▶ **RECORDS FOR THIS TASK**
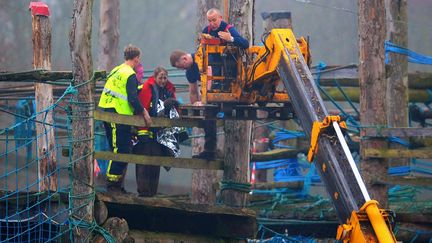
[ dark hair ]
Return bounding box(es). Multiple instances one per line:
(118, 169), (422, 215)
(124, 44), (141, 60)
(153, 66), (168, 79)
(170, 50), (187, 67)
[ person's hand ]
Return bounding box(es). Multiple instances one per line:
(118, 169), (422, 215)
(218, 31), (233, 42)
(164, 98), (180, 107)
(143, 109), (153, 126)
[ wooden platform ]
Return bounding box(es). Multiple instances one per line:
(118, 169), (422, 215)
(97, 192), (258, 238)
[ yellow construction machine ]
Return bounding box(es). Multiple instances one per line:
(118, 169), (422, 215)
(195, 29), (396, 242)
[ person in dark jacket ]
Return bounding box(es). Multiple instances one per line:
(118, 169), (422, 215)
(132, 67), (178, 197)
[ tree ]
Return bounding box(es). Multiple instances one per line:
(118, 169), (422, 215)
(191, 0), (220, 204)
(32, 1), (57, 191)
(385, 0), (409, 169)
(222, 0), (255, 206)
(69, 0), (94, 242)
(98, 0), (120, 72)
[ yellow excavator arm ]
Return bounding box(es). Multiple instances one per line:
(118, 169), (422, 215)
(195, 29), (396, 242)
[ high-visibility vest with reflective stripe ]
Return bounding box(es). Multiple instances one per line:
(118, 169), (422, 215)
(99, 63), (135, 115)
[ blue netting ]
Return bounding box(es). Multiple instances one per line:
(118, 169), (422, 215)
(0, 79), (113, 242)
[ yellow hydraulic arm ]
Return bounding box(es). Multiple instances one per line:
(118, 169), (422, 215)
(195, 29), (396, 243)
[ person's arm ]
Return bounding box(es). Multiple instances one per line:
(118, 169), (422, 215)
(189, 82), (200, 104)
(186, 63), (200, 104)
(126, 74), (144, 114)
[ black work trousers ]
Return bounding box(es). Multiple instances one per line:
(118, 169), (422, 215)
(132, 136), (169, 197)
(204, 120), (217, 152)
(104, 122), (132, 183)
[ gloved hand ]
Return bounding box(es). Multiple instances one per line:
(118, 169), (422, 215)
(164, 98), (180, 108)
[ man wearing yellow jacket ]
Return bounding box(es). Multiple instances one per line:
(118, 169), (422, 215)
(99, 45), (151, 192)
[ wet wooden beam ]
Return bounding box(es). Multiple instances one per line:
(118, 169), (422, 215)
(361, 127), (432, 137)
(94, 110), (223, 127)
(97, 193), (257, 238)
(311, 65), (432, 89)
(362, 148), (432, 159)
(94, 151), (224, 170)
(129, 230), (226, 243)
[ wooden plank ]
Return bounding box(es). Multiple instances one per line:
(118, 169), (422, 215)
(32, 4), (57, 192)
(94, 110), (223, 127)
(251, 148), (308, 161)
(97, 192), (257, 238)
(361, 127), (432, 137)
(95, 151), (224, 170)
(311, 64), (432, 89)
(129, 229), (226, 243)
(362, 148), (432, 159)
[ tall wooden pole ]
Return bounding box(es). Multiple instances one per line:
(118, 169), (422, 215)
(191, 0), (221, 204)
(385, 0), (409, 166)
(222, 0), (255, 207)
(30, 2), (57, 191)
(69, 0), (94, 242)
(358, 0), (388, 208)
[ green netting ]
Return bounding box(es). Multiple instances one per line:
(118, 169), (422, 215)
(0, 81), (114, 242)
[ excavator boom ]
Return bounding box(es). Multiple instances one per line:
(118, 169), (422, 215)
(196, 29), (396, 242)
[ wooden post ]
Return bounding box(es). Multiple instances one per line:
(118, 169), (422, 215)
(222, 0), (255, 207)
(95, 0), (120, 187)
(30, 2), (57, 191)
(69, 0), (94, 242)
(358, 0), (388, 208)
(98, 0), (120, 72)
(384, 0), (410, 166)
(191, 0), (221, 205)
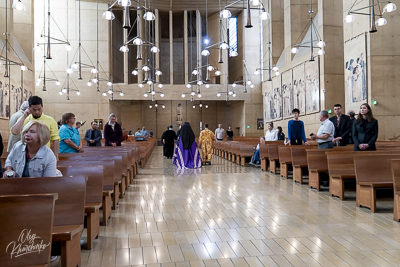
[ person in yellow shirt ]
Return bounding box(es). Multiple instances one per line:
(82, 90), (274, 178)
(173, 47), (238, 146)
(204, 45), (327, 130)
(11, 96), (60, 160)
(199, 124), (215, 165)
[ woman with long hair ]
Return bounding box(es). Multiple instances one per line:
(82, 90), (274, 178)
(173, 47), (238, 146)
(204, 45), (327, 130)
(353, 103), (378, 151)
(174, 122), (202, 169)
(104, 113), (124, 146)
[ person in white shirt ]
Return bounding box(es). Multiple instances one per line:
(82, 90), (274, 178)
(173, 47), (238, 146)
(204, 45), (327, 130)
(311, 110), (335, 149)
(215, 124), (225, 141)
(265, 122), (278, 141)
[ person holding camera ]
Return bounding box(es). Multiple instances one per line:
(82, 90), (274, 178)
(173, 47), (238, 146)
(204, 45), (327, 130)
(3, 121), (57, 178)
(310, 110), (335, 149)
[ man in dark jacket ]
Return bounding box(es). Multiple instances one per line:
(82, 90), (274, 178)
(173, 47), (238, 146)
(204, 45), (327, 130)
(85, 121), (102, 146)
(162, 125), (177, 159)
(329, 104), (351, 146)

▶ **EXERCISE BRIEF**
Take the lines from the one containing "[ person in yellow shirt ]" to the last line of the material above and write them out exactly.

▶ **THE RESPONSE**
[ person in yellow shirt ]
Return bounding box(es). Multiple instances one per line:
(82, 90), (274, 178)
(173, 47), (238, 146)
(204, 45), (327, 130)
(11, 96), (60, 160)
(199, 124), (215, 165)
[ woman with long hair ]
Return bounding box(es). Multiple instances one per line:
(82, 90), (274, 178)
(173, 47), (238, 146)
(204, 45), (327, 130)
(353, 103), (378, 151)
(174, 122), (202, 169)
(104, 113), (124, 146)
[ person in white shirt ]
Return bounding box(es). Multiple instances one per line:
(82, 90), (274, 178)
(173, 47), (238, 146)
(204, 45), (327, 130)
(311, 110), (335, 149)
(215, 124), (225, 141)
(265, 122), (278, 141)
[ person holding camera ]
Return bounding box(es). Multiple instances one per line:
(82, 90), (274, 178)
(173, 47), (238, 146)
(204, 45), (327, 130)
(3, 121), (57, 178)
(310, 110), (335, 149)
[ man in dark jacket ]
Return bounding box(es). Multiple instances one per line:
(82, 90), (274, 178)
(173, 47), (238, 146)
(204, 45), (327, 130)
(85, 121), (102, 146)
(162, 125), (177, 159)
(329, 104), (351, 146)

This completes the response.